(Stored data)
^^^^
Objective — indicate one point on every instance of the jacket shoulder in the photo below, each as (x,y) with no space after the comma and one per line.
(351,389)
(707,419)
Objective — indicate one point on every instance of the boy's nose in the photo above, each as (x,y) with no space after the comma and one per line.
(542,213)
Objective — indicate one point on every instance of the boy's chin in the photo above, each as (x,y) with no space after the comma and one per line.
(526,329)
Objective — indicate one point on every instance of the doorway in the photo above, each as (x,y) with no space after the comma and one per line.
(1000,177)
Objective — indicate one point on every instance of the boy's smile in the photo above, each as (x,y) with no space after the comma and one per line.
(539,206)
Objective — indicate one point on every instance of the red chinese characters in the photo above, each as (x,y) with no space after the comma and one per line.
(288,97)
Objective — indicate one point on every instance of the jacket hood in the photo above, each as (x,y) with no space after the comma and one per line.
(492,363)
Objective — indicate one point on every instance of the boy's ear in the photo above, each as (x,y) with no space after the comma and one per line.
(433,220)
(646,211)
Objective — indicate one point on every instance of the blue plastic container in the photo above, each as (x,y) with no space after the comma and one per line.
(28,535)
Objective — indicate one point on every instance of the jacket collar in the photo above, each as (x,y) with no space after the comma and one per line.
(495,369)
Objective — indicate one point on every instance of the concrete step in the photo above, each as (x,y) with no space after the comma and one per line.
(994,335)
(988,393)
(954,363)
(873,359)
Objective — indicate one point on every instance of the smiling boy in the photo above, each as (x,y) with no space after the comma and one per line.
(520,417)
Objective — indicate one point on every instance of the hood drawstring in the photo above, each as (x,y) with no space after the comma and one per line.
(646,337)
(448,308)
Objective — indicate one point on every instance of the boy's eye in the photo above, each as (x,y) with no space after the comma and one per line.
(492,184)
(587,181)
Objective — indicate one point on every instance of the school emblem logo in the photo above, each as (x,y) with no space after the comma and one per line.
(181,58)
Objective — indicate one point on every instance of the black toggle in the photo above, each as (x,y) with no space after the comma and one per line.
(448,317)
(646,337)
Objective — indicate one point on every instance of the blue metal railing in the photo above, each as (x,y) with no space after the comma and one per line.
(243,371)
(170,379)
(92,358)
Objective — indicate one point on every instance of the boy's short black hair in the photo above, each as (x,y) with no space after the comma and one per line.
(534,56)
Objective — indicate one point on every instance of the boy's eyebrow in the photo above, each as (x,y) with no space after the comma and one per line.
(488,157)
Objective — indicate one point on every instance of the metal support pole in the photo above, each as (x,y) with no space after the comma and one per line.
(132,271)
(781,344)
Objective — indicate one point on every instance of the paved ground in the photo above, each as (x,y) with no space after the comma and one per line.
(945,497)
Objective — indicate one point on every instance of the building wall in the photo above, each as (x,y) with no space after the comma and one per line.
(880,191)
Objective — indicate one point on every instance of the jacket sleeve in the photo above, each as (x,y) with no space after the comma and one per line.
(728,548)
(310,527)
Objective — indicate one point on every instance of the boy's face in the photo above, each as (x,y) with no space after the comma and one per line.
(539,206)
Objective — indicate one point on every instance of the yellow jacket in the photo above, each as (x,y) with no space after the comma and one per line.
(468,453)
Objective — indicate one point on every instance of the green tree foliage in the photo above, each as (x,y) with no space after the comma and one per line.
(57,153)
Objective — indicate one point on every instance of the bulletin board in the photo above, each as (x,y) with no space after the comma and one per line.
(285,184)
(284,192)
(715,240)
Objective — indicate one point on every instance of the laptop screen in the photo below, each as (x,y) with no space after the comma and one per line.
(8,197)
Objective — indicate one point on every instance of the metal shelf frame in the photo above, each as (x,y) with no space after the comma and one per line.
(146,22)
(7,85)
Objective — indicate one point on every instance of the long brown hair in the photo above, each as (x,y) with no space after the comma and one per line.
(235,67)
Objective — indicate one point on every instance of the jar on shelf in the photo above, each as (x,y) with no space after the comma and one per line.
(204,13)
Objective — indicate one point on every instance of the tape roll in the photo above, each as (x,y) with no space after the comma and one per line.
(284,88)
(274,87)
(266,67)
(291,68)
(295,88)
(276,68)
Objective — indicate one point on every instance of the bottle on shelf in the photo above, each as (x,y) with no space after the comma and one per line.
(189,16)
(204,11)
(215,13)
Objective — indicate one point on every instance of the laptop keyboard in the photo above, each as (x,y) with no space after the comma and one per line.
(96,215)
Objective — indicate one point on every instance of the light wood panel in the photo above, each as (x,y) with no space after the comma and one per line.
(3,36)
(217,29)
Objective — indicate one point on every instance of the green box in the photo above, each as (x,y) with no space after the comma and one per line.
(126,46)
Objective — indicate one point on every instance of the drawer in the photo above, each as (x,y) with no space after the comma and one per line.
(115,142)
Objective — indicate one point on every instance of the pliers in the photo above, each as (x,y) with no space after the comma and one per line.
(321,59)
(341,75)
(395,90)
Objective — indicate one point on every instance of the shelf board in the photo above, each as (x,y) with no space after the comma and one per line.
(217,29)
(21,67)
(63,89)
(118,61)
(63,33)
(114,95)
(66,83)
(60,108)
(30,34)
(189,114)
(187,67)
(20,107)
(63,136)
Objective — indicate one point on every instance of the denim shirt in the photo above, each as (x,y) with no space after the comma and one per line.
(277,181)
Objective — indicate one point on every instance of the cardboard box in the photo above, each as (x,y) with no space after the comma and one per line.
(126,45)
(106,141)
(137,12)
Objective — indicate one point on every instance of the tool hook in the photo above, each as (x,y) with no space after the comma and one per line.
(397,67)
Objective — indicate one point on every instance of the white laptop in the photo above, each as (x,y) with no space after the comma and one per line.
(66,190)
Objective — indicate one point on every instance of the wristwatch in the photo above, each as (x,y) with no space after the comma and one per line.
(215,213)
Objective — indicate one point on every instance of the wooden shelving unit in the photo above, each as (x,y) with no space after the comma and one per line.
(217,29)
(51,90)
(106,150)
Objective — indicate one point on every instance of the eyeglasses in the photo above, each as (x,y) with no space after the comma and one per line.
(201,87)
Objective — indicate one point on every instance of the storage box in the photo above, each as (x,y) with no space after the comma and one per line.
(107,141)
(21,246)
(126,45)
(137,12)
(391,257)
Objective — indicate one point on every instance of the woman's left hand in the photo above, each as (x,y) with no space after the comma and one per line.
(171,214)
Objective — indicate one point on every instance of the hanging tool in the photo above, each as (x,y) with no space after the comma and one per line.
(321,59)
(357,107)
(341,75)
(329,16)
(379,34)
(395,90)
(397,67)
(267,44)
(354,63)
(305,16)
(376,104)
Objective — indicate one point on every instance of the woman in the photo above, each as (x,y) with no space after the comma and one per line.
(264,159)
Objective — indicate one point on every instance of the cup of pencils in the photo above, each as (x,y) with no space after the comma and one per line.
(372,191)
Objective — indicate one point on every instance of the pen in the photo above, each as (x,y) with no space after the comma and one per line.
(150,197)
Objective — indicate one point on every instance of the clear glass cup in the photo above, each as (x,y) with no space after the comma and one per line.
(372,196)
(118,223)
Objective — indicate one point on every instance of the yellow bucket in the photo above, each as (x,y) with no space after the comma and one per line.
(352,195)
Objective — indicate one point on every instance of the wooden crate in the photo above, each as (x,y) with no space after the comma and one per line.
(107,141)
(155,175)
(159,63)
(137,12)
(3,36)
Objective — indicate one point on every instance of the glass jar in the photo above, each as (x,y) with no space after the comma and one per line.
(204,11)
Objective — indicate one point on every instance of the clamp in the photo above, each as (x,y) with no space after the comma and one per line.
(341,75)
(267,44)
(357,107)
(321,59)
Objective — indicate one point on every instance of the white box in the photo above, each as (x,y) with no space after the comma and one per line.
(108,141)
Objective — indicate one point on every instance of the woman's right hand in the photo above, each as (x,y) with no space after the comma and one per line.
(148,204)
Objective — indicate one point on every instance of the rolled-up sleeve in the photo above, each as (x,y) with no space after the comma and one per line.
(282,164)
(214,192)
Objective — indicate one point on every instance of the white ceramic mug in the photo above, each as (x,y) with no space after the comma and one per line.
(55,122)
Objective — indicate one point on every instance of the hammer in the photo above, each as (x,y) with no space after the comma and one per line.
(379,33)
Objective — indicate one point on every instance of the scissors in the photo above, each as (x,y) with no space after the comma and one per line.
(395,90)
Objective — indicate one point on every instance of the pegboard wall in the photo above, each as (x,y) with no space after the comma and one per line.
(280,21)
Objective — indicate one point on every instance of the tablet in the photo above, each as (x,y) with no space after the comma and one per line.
^^^^
» Assignment
Output the lines from the one with "Objective — indicate one point on every instance of the hammer" through the end of the records above, exactly, including both ends, and nothing besides.

» Answer to the exercise
Objective — indicate one point on every instance of the hammer in the photo above, each as (x,y) with no space after the comma and one per line.
(379,33)
Objective — indicate one point on every instance of the scissors in the photo above, each as (x,y) with no space after the comma and one per line.
(395,90)
Objective — indicate one point on every instance of the pegboard wall in the photo above, each as (x,y) with no space after the comma and one per line.
(280,21)
Objective — indicate one point on every instance of the tablet in the photo above, each as (x,y) with no space after the comma and one per line.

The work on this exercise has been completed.